# WHAT IS NEEDED:
Could you arrange every line of the items below as a JSON list of strings, one string per line, leaving out the blank lines?

# INPUT ROWS:
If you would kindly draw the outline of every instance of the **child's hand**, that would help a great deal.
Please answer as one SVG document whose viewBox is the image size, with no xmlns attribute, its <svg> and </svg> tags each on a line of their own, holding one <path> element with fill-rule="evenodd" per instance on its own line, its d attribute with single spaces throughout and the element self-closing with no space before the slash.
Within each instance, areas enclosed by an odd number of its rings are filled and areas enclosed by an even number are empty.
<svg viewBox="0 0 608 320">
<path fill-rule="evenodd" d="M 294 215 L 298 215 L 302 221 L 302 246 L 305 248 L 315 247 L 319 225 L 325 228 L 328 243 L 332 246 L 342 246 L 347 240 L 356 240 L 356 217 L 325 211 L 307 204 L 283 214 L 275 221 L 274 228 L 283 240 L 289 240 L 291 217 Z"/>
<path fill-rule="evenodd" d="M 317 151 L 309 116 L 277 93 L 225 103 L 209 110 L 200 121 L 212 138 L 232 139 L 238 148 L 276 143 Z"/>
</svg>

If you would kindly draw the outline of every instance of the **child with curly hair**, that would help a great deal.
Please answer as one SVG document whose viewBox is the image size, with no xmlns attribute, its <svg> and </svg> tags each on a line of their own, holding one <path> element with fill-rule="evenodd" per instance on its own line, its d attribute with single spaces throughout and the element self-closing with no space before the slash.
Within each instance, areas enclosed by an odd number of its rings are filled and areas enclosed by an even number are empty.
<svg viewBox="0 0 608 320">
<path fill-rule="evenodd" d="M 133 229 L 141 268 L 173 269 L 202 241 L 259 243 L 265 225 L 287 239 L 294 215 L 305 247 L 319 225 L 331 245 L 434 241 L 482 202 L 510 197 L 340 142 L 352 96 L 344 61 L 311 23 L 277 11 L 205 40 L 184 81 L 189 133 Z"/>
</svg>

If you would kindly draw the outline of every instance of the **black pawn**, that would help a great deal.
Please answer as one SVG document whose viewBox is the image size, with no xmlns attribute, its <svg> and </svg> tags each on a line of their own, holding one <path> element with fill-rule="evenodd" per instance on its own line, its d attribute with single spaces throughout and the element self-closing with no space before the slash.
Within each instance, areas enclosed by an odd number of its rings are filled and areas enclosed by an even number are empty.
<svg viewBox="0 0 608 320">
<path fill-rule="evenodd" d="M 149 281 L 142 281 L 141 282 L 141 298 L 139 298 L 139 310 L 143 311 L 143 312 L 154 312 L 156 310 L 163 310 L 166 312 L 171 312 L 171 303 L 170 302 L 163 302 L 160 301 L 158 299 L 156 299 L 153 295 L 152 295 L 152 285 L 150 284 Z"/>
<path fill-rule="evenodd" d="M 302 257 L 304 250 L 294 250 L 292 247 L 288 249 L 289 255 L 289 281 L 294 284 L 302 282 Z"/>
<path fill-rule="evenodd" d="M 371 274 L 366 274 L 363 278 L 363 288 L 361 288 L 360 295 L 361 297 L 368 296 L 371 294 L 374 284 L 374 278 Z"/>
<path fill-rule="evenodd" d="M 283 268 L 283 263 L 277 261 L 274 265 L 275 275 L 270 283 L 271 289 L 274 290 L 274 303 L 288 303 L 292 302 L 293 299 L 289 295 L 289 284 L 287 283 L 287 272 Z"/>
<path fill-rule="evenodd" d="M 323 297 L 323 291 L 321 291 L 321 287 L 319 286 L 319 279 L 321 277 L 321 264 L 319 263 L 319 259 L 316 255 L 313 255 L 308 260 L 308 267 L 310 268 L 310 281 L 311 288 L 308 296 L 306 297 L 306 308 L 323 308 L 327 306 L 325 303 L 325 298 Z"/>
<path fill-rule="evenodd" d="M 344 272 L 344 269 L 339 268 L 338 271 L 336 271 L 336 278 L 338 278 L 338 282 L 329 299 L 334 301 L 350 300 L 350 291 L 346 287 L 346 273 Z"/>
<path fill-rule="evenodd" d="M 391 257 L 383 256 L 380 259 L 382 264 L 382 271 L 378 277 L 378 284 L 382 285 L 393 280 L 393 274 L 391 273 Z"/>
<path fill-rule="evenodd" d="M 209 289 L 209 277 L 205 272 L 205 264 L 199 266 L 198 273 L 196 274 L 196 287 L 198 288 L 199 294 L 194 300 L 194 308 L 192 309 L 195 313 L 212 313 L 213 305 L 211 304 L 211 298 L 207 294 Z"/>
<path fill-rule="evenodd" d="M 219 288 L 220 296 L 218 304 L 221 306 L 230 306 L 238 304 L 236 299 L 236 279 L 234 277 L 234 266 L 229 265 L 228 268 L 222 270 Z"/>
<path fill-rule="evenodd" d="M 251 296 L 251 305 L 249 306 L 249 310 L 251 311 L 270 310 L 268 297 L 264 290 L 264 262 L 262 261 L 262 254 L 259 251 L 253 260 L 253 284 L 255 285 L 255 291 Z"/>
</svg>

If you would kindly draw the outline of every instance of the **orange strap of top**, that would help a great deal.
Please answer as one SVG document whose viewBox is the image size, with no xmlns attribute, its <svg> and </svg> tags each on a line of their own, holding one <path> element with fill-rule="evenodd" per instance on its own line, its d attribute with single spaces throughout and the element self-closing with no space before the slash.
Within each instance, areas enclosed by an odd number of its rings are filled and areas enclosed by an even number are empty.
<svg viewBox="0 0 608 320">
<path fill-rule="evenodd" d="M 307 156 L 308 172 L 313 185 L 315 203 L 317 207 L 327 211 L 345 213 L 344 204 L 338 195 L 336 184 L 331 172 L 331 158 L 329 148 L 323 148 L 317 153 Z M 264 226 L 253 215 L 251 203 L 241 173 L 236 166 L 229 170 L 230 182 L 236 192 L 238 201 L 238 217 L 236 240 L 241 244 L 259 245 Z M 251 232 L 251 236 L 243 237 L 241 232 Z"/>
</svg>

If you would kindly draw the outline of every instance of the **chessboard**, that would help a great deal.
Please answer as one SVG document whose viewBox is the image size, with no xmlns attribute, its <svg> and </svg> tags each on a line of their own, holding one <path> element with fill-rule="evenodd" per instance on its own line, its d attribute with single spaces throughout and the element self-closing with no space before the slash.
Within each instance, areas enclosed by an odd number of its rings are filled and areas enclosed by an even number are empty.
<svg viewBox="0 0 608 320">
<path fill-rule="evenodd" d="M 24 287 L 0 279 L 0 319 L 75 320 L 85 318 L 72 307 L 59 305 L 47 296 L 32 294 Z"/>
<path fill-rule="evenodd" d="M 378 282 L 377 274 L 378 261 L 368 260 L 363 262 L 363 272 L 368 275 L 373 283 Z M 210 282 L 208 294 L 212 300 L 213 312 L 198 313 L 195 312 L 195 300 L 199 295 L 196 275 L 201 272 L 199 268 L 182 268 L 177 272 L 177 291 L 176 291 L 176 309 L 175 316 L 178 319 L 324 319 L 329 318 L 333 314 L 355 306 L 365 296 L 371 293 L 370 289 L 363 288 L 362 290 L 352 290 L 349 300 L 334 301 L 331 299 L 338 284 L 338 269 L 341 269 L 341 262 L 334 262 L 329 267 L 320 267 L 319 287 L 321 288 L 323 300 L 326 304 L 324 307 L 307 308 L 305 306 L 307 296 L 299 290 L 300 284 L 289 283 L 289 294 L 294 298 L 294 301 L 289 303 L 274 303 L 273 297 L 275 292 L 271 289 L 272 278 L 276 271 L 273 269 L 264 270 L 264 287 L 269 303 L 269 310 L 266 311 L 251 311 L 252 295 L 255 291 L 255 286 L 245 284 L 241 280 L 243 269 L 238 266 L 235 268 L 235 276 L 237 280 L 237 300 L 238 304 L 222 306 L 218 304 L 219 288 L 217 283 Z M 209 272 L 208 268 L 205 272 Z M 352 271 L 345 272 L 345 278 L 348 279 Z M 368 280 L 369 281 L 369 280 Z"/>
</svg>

# TASK OUTPUT:
[
  "If you would kindly draw the outline of every instance of the **child's hand**, that would help a great deal.",
  "Please answer as one SVG document whose viewBox is the image size, with no xmlns attribute, its <svg> and </svg> tags each on a line of their own, holding one <path> element with fill-rule=\"evenodd\" per instance on its own line, its d attribute with single spaces throughout and the element self-closing with no space before the slash.",
  "Within each instance, areas enclosed by an odd number of its rings are filled and areas enclosed by an even number are empty.",
  "<svg viewBox=\"0 0 608 320\">",
  "<path fill-rule=\"evenodd\" d=\"M 294 215 L 298 215 L 302 221 L 302 246 L 305 248 L 315 247 L 319 225 L 325 228 L 328 243 L 332 246 L 342 246 L 347 240 L 356 240 L 356 217 L 325 211 L 307 204 L 283 214 L 275 221 L 274 228 L 283 240 L 289 240 L 291 217 Z\"/>",
  "<path fill-rule=\"evenodd\" d=\"M 317 151 L 309 116 L 277 93 L 225 103 L 209 110 L 200 121 L 212 138 L 232 139 L 238 148 L 276 143 Z\"/>",
  "</svg>",
  "If you would kindly draw the outline of every instance of the **child with curly hair**, that would help a great deal.",
  "Please answer as one SVG document whose viewBox is the image size, with no xmlns attribute, its <svg> and </svg> tags each on a line of their own, holding one <path> element with fill-rule=\"evenodd\" per instance on its own line, its d attribute with single spaces throughout and the element self-closing with no space before the slash.",
  "Within each instance, areas enclosed by an odd number of its rings are filled and areas enclosed by an even number are empty.",
  "<svg viewBox=\"0 0 608 320\">",
  "<path fill-rule=\"evenodd\" d=\"M 133 229 L 141 268 L 173 269 L 202 241 L 259 243 L 265 225 L 287 239 L 294 215 L 305 247 L 319 225 L 331 245 L 434 241 L 482 202 L 510 197 L 340 142 L 352 96 L 344 61 L 311 23 L 277 11 L 205 40 L 184 81 L 189 133 Z\"/>",
  "</svg>",
  "If you would kindly draw the outline of every instance of the **black pawn**, that would help a great deal.",
  "Please answer as one SVG document whose viewBox is the image size, with no xmlns attribute, its <svg> and </svg> tags each on a line of their own, holding one <path> element with fill-rule=\"evenodd\" per instance on its own line, its d attribute with single spaces throughout and the element self-closing with no space before the slash.",
  "Within each instance, areas enclosed by an odd number of its rings are filled and areas enclosed by an even number are empty.",
  "<svg viewBox=\"0 0 608 320\">",
  "<path fill-rule=\"evenodd\" d=\"M 149 281 L 142 281 L 141 282 L 141 298 L 139 298 L 139 310 L 143 311 L 143 312 L 154 312 L 156 310 L 163 310 L 166 312 L 171 312 L 171 303 L 170 302 L 163 302 L 160 301 L 158 299 L 156 299 L 153 295 L 152 295 L 152 285 L 150 284 Z\"/>",
  "<path fill-rule=\"evenodd\" d=\"M 302 257 L 304 250 L 294 250 L 292 247 L 288 249 L 289 255 L 289 281 L 294 284 L 302 282 Z\"/>",
  "<path fill-rule=\"evenodd\" d=\"M 371 274 L 366 274 L 363 278 L 363 288 L 361 288 L 360 295 L 361 297 L 368 296 L 371 294 L 374 284 L 374 278 Z\"/>",
  "<path fill-rule=\"evenodd\" d=\"M 283 268 L 283 263 L 277 261 L 274 265 L 275 275 L 270 283 L 271 289 L 274 290 L 274 303 L 288 303 L 292 302 L 293 299 L 289 295 L 289 284 L 287 283 L 287 272 Z\"/>",
  "<path fill-rule=\"evenodd\" d=\"M 323 297 L 323 291 L 321 291 L 321 287 L 319 286 L 319 279 L 321 277 L 321 264 L 319 263 L 319 259 L 316 255 L 313 255 L 308 260 L 308 267 L 310 268 L 310 281 L 311 288 L 308 296 L 306 297 L 306 308 L 323 308 L 327 306 L 325 303 L 325 298 Z\"/>",
  "<path fill-rule=\"evenodd\" d=\"M 344 272 L 344 269 L 339 268 L 338 271 L 336 271 L 336 278 L 338 278 L 338 282 L 329 299 L 334 301 L 350 300 L 350 291 L 346 287 L 346 273 Z\"/>",
  "<path fill-rule=\"evenodd\" d=\"M 391 257 L 383 256 L 380 259 L 382 264 L 382 271 L 378 277 L 378 284 L 382 285 L 393 280 L 393 274 L 391 273 Z\"/>",
  "<path fill-rule=\"evenodd\" d=\"M 209 289 L 209 277 L 205 272 L 205 264 L 199 266 L 198 273 L 196 274 L 196 287 L 198 288 L 199 294 L 194 300 L 194 308 L 192 309 L 195 313 L 212 313 L 213 305 L 211 304 L 211 298 L 207 294 Z\"/>",
  "<path fill-rule=\"evenodd\" d=\"M 219 288 L 220 296 L 218 304 L 221 306 L 230 306 L 238 304 L 236 299 L 236 279 L 234 277 L 234 266 L 229 265 L 228 268 L 222 270 Z\"/>",
  "<path fill-rule=\"evenodd\" d=\"M 251 296 L 251 305 L 249 306 L 249 310 L 251 311 L 270 310 L 268 297 L 264 290 L 264 262 L 262 261 L 262 254 L 259 251 L 253 260 L 253 284 L 255 285 L 255 291 Z\"/>",
  "</svg>",
  "If you would kindly draw the outline of every instance of the **orange strap of top**, that would help a great deal.",
  "Please answer as one SVG document whose viewBox is the image size, with no xmlns attribute, its <svg> and </svg> tags each on a line of their own, holding one <path> element with fill-rule=\"evenodd\" per instance on its own line, its d attribute with single spaces throughout and the element self-closing with no space before the slash.",
  "Within each instance, areas enclosed by an odd number of its rings are filled and areas enclosed by an even number are empty.",
  "<svg viewBox=\"0 0 608 320\">",
  "<path fill-rule=\"evenodd\" d=\"M 307 156 L 308 172 L 313 185 L 315 203 L 317 207 L 327 211 L 345 213 L 344 204 L 338 195 L 336 184 L 331 172 L 331 158 L 329 148 L 323 148 L 317 153 Z M 264 226 L 253 215 L 251 203 L 241 173 L 236 166 L 229 170 L 230 182 L 236 192 L 238 201 L 238 217 L 236 240 L 241 244 L 259 245 Z M 251 232 L 251 236 L 243 237 L 241 232 Z\"/>",
  "</svg>",
  "If you would kindly draw the outline of every instance of the **chessboard**, that would help a great deal.",
  "Please answer as one SVG document whose viewBox is the image size, with no xmlns attribute, its <svg> and </svg> tags each on a line of their own, holding one <path> element with fill-rule=\"evenodd\" per instance on its own line, its d attribute with single spaces throughout and the element self-closing with no space before the slash.",
  "Within each instance, areas enclosed by an odd number of its rings are filled and areas enclosed by an even number are empty.",
  "<svg viewBox=\"0 0 608 320\">",
  "<path fill-rule=\"evenodd\" d=\"M 24 287 L 0 279 L 0 319 L 75 320 L 85 318 L 72 307 L 59 305 L 47 296 L 32 294 Z\"/>",
  "<path fill-rule=\"evenodd\" d=\"M 378 282 L 377 274 L 378 261 L 368 260 L 363 262 L 363 272 L 368 275 L 373 283 Z M 210 282 L 208 294 L 212 300 L 213 312 L 198 313 L 195 312 L 195 300 L 199 295 L 196 275 L 201 272 L 199 268 L 182 268 L 177 272 L 177 291 L 176 291 L 176 309 L 175 316 L 178 319 L 324 319 L 329 318 L 333 314 L 355 306 L 365 296 L 371 293 L 370 289 L 363 288 L 362 290 L 352 290 L 349 300 L 334 301 L 331 299 L 338 284 L 338 269 L 341 269 L 341 262 L 334 262 L 329 267 L 320 267 L 319 287 L 321 288 L 323 300 L 326 304 L 324 307 L 307 308 L 305 306 L 307 296 L 299 290 L 300 284 L 289 283 L 289 294 L 294 298 L 294 301 L 289 303 L 274 303 L 273 297 L 275 292 L 271 289 L 272 278 L 276 271 L 273 269 L 264 270 L 264 287 L 269 303 L 269 310 L 266 311 L 251 311 L 252 295 L 255 291 L 255 286 L 245 284 L 241 280 L 243 269 L 238 266 L 235 268 L 235 276 L 237 280 L 237 300 L 238 304 L 222 306 L 218 304 L 219 288 L 217 283 Z M 209 272 L 208 268 L 205 272 Z M 352 271 L 345 272 L 345 278 L 348 279 Z M 368 280 L 369 281 L 369 280 Z\"/>",
  "</svg>"
]